STATED TASK: Please print every record below exactly as it appears.

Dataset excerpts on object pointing
+ + +

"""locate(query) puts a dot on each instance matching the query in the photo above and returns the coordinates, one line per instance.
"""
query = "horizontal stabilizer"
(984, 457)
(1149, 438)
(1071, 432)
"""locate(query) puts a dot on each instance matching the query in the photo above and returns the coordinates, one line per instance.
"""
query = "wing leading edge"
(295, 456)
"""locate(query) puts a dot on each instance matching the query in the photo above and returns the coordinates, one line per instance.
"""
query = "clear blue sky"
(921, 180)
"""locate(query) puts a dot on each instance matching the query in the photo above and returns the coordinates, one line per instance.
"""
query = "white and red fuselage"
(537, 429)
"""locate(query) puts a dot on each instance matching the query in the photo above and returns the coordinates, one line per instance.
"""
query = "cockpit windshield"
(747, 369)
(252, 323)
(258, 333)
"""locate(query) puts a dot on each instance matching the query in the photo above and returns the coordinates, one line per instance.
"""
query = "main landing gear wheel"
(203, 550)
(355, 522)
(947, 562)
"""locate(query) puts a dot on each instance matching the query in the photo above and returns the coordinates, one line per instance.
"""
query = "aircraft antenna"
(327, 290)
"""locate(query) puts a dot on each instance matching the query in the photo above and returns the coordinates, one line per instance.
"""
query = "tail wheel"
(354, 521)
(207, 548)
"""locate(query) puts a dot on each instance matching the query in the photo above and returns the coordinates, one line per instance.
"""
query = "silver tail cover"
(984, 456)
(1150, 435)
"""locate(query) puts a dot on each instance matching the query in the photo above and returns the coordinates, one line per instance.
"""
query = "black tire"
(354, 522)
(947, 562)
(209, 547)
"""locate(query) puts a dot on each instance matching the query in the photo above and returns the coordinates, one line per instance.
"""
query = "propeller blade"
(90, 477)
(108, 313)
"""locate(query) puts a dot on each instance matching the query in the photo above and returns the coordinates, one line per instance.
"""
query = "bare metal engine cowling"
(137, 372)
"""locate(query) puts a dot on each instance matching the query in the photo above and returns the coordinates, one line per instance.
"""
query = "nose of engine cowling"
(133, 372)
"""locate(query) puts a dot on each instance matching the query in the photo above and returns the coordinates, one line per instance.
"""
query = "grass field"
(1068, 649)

+ + +

RESULT:
"""locate(query) puts a dot on each instance matching the query in the photo above and returns the coordinates, one line per instance.
"""
query = "horizontal stabilizer"
(984, 457)
(1149, 438)
(1071, 432)
"""locate(query) puts a dot on each instance matching the query in the photo above and returns the coordinates, one line per instance.
"""
query = "wing leading edge"
(295, 456)
"""locate(query) puts a dot on each instance matching the query in the photo above and returns the coordinates, one line per instance.
"""
query = "clear blue sky"
(921, 180)
"""locate(query) puts a dot on each instance matching the query in the photo above and returns the coordinates, one line per instance.
"""
query = "white and red fuselage"
(537, 429)
"""locate(query) puts a dot on each instance matching the query in the photo above and returns the coordinates, one line per instance.
"""
query = "cockpit windshield"
(747, 369)
(252, 323)
(258, 333)
"""locate(query) puts a dot on each instance matching the query in the photo above and returns the coordinates, one line per instance.
"""
query = "main landing gear wheel"
(203, 550)
(355, 522)
(947, 562)
"""locate(query) puts a dot on each instance matching the query in the photo above and returns the coordinates, one line per instance.
"""
query = "aircraft antenna"
(327, 290)
"""locate(query) puts a dot on each instance matching the query in the photo above and returns the coordinates, one line per instance.
"""
query = "tail wheel"
(354, 521)
(207, 548)
"""locate(query) puts a dot on each instance matching the query in the photo above and returns the coordinates, one line per instance.
"""
query = "silver tail cover"
(984, 456)
(1150, 435)
"""locate(query) puts a dot on each instance matching the query in the photo above and returns the coordinates, one line per instance.
"""
query = "black tire"
(354, 522)
(947, 562)
(209, 547)
"""locate(query) puts a dot on each instance matching the query in the photo above and returns the coordinates, one line per instance.
"""
query = "propeller blade"
(90, 477)
(108, 313)
"""locate(query) puts a dot on each instance matching the query in the photo above and returns the coordinates, one line per instance.
"""
query = "bare metal engine cowling"
(137, 372)
"""locate(query) puts a dot on each instance matching the query in the photo above and returns the coordinates, one line per instance.
"""
query = "nose of engine cowling"
(133, 372)
"""locate(query) puts a dot on each instance matching the query in the photo above and returns the coordinates, one line per instance.
"""
query = "grass field"
(1068, 649)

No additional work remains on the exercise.